____ Quoted text
Hi
I’m currently trying to read a vector from a .dat file. the structure of the file is not complicated and I currently managed to read the rows/columns that I need by using the following code:
using DelimitedFiles
function get_data(path_to_file::String)
data = readdlm(path_to_file)
z = data[1145:1183, 1] # first col
pdz = data[1145:1183, 2] # Second col
return z, pdz
end
as you can see I need only some specific rows (contained by two text separators)
the file is structured as follows:
#... data percentile .....
0 1 2 3 4 5 6
(I don't need them, 1 row multiple columns)
# ... data 1...
0.1000 1.825E-029
0.3000 6.247E-016
0.5000 3.227E-007
0.7000 4.726E-008
0.9000 3.678E-008
... (data that I need, multiple rows, 2 col)
...
#.... data 2 ....
(I don't need them)
... and so on
this work but I found my solution quite inelegant.
for reference in Python, using numpy this can be obtained with just 1 line of code:
Have you tried CSV.jl? I believe it should be able to do what you want.
________
____ Given records
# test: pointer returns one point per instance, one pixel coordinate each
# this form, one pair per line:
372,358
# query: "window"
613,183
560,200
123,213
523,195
________
> What to do:
#1 In the forum thread on reading a .dat file, why does the code take only rows 1145 to 1183 of the file?
#2 Continue the forum thread on reading a .dat file in Julia from its last post.

> Results:
#1 Only a specific block of rows is needed: the two-column data that sits between two text separators, under the "# ... data 1..." header. The single row of percentiles before it and the "data 2" section after it aren't needed.

#2
As a sidenote, it might be easier to clean up your data file and then read a nicely formatted file, than directly reading a file with messy formatting. It might require a temp-file, but given that you know the start row it seems like you only want to read a single file, so then that is no problem.
Also, do not worry about performance unless you have to. Premature optimization can take a lot of time and make the code less readable and/or less general. If the difference is 1 vs 5 seconds, as a one-time cost (or 1 vs 5 milliseconds more realistically), then there is little to actually be gained.
I’m looking with CSV.File but it doesn’t work as I expect,
I don’t know if I can unpack the results and for some reason it tries to generate the columns based on the first uncommented line of the file, not the ones I’m reading.
data = CSV.File(path_to_file, skipto=1144, limit=40, header=1144,ignorerepeated=true, comment="#")